- [Directive]:
Rewrite the data below, replacing "put a marker on" with "place a point on" wherever it occurs and leaving everything else unchanged.

# Supplied data start

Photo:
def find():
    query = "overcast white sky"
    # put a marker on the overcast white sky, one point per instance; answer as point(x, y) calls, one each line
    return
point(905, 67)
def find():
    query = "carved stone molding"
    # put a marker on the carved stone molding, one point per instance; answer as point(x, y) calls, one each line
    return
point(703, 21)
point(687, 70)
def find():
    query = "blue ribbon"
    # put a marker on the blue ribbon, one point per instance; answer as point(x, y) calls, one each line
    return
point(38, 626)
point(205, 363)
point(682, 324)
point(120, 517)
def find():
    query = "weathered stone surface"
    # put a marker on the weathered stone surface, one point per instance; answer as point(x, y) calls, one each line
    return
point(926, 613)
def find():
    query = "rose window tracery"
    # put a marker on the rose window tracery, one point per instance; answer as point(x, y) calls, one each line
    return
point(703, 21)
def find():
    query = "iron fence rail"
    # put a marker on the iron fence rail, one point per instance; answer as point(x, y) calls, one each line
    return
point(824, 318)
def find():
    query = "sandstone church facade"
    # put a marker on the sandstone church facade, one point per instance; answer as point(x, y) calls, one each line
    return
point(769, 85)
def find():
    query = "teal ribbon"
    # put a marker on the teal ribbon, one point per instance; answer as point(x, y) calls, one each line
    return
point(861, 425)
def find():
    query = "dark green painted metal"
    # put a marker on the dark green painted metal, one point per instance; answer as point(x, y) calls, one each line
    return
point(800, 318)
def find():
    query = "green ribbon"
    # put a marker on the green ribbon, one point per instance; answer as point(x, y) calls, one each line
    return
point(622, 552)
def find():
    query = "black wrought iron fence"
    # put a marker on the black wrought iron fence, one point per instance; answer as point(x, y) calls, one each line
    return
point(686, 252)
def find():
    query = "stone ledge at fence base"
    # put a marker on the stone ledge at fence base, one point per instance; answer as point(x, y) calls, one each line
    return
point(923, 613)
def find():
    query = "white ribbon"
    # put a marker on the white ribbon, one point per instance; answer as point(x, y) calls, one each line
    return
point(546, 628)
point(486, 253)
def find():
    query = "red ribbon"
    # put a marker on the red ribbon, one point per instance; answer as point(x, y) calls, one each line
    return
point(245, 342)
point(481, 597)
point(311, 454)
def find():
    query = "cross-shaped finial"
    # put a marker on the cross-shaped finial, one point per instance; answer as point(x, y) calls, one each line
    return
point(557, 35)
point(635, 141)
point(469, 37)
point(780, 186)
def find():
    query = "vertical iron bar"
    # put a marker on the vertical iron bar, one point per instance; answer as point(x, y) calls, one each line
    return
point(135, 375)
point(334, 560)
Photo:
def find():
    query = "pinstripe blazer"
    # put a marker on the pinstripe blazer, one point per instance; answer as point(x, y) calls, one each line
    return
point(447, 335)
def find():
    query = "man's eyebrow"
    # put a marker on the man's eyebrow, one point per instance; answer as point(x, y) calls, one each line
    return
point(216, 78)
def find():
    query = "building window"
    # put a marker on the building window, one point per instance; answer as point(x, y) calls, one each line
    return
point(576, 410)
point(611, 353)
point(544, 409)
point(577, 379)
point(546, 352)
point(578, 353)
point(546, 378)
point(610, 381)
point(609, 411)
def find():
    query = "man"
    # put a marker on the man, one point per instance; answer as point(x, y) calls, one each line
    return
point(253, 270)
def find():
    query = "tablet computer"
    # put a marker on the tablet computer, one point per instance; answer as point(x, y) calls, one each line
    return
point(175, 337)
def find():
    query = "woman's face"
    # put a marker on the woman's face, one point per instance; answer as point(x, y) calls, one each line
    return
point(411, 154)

# Supplied data end

- [Reply to the exercise]:
Photo:
def find():
    query = "overcast white sky"
    # place a point on the overcast white sky, one point per instance; answer as point(x, y) calls, one each line
    return
point(905, 67)
def find():
    query = "carved stone molding"
    # place a point on the carved stone molding, one point per instance; answer as point(x, y) calls, one each line
    return
point(703, 21)
point(687, 70)
def find():
    query = "blue ribbon"
    # place a point on the blue ribbon, one point per instance; answer as point(x, y) calls, one each line
    return
point(38, 626)
point(205, 363)
point(682, 324)
point(120, 517)
def find():
    query = "weathered stone surface"
    # place a point on the weathered stone surface, one point per instance; answer as point(x, y) calls, one each line
    return
point(926, 613)
def find():
    query = "rose window tracery"
    # place a point on the rose window tracery, one point per instance; answer as point(x, y) calls, one each line
    return
point(703, 21)
def find():
    query = "iron fence rail"
    # place a point on the iron fence rail, one point per instance; answer as point(x, y) calls, one each line
    return
point(824, 318)
def find():
    query = "sandstone church facade"
    # place a point on the sandstone church facade, one point per instance; answer as point(x, y) calls, one each line
    return
point(769, 85)
def find():
    query = "teal ribbon"
    # place a point on the teal ribbon, one point per instance; answer as point(x, y) calls, one each line
    return
point(861, 425)
def find():
    query = "dark green painted metal"
    # place a point on the dark green painted metal, one point per instance; answer as point(x, y) calls, one each line
    return
point(800, 318)
def find():
    query = "green ribbon"
    # place a point on the green ribbon, one point per instance; answer as point(x, y) calls, one each line
    return
point(622, 552)
def find():
    query = "black wrought iron fence"
    # place a point on the black wrought iron fence, one point per instance; answer as point(x, y) calls, one each line
    return
point(686, 252)
def find():
    query = "stone ledge at fence base"
    # place a point on the stone ledge at fence base, one point per instance; answer as point(x, y) calls, one each line
    return
point(923, 613)
def find():
    query = "white ribbon"
    # place a point on the white ribbon, one point per instance; answer as point(x, y) calls, one each line
    return
point(546, 628)
point(486, 253)
def find():
    query = "red ribbon"
    # place a point on the red ribbon, one point per instance; answer as point(x, y) calls, one each line
    return
point(245, 342)
point(481, 597)
point(311, 454)
def find():
    query = "cross-shaped finial"
    # place a point on the cross-shaped finial, one point per instance; answer as point(x, y) calls, one each line
    return
point(557, 35)
point(635, 141)
point(469, 37)
point(780, 186)
def find():
    query = "vertical iron bar"
    # place a point on the vertical iron bar, one point per instance; answer as point(x, y) calls, one each line
    return
point(135, 375)
point(334, 560)
Photo:
def find():
    query = "pinstripe blazer"
    # place a point on the pinstripe blazer, one point per instance; answer as point(x, y) calls, one each line
    return
point(447, 335)
def find():
    query = "man's eyebrow"
    # place a point on the man's eyebrow, one point per instance; answer as point(x, y) calls, one each line
    return
point(216, 78)
def find():
    query = "building window"
    # place a point on the building window, one point per instance; answer as point(x, y) calls, one each line
    return
point(576, 410)
point(611, 353)
point(544, 409)
point(577, 379)
point(546, 352)
point(578, 353)
point(546, 378)
point(610, 381)
point(609, 411)
def find():
    query = "man"
    # place a point on the man, one point per instance; answer as point(x, y) calls, one each line
    return
point(253, 270)
def find():
    query = "tablet computer"
    # place a point on the tablet computer, one point per instance; answer as point(x, y) calls, one each line
    return
point(175, 337)
def find():
    query = "woman's face"
    # place a point on the woman's face, one point per instance; answer as point(x, y) calls, one each line
    return
point(411, 154)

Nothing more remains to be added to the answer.